### Source passage
============================================================

Alex:      Was he also sending you the other stuff like Konga!, and Gorgo!, and any of those things? Or was it more the Spider-Man, you think.

 

Pat:        More of Spider-Man.

 

Alex:      Okay, that’s interesting. So, it sounds like, do you feel like he was especially proud of that character?

 

Pat:        Oh, absolutely.

 

Alex:      Did he ever mention anything specific about that?

 

Pat:        No, but my cousin Helen Durrey, she was a cousin to Steve too. She always says, when we meet her, she’d say, “How’s Yunic doing?” or something… “Oh, well he’s doing all right, this and that.”

 

“Well, you know what, he’s the one that created Spider-Man not that Stan Lee.” She’d go off on a tangent and where she got it from, I have no idea.

 

Alex:      I see. But it’s possible that Steve may have told her that at the time or…

 

Pat:        Oh, there’s something… Yeah, or yeah, who knows. I don’t know but it was…

 

Alex:      But there was a feeling when he did first see it that Peter Parker was more like Steve Ditko and then…

 

Pat:        I said that soon as I read it.

============================================================

### Data supplied
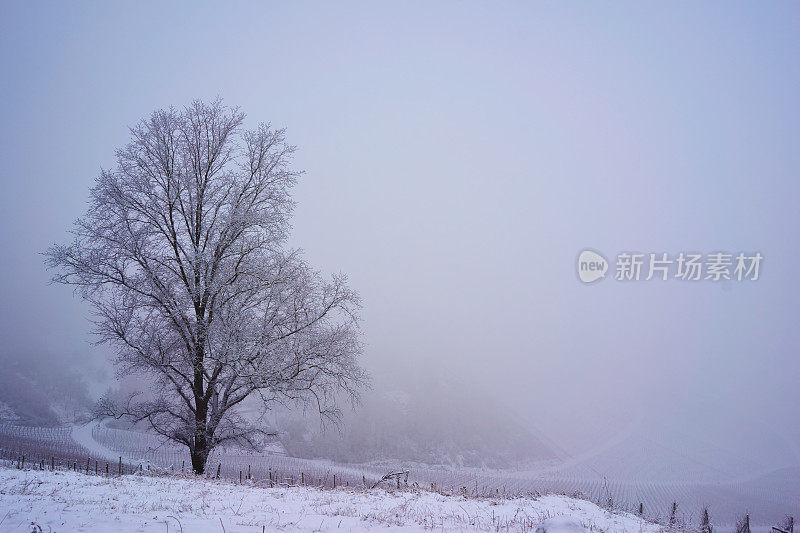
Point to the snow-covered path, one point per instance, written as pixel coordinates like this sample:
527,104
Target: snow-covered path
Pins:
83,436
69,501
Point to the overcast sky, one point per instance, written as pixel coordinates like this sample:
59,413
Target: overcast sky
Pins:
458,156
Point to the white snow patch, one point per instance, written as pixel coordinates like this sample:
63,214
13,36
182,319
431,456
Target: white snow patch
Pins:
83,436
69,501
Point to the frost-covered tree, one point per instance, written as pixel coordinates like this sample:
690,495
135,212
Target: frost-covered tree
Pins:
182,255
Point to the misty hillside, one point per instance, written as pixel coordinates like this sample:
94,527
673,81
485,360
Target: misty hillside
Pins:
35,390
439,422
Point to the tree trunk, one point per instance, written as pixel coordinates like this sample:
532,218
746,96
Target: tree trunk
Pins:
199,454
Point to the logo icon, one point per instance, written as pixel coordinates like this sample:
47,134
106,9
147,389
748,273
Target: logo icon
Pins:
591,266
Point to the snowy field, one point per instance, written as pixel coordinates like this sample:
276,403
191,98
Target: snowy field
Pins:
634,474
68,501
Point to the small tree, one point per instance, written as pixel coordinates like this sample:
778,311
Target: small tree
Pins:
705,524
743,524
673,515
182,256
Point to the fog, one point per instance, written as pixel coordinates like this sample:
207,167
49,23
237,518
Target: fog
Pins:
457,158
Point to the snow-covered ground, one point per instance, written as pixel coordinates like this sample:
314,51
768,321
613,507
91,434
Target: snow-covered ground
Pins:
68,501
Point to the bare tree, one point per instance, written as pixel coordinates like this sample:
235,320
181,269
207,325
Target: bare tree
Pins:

============================================================

### List of tasks
A. Based on the interview, do these statements agree with it? Answer yes or no for each, and quote the words that decide it. (i) Pat says Steve sent mostly Spider-Man rather than other things. (ii) Helen Durrey was also Steve's cousin. (iii) Pat knows where Helen got her idea about who created Spider-Man.
B. In the listing, copy the lines from the one containing "Point to the snow-covered ground, one" through the end of the listing, both ends included, and shift each answer's pixel coordinates by adding 5 to every number.

### The responses
A.
(i) Yes: "More of Spider-Man."
(ii) Yes: "she was a cousin to Steve too."
(iii) No: "where she got it from, I have no idea."

B.
Point to the snow-covered ground, one point per instance, written as pixel coordinates like this sample:
314,51
768,321
613,507
91,434
Target: snow-covered ground
Pins:
73,506
Point to the bare tree, one point per instance, written as pixel coordinates like this sample:
235,320
181,269
207,325
Target: bare tree
Pins:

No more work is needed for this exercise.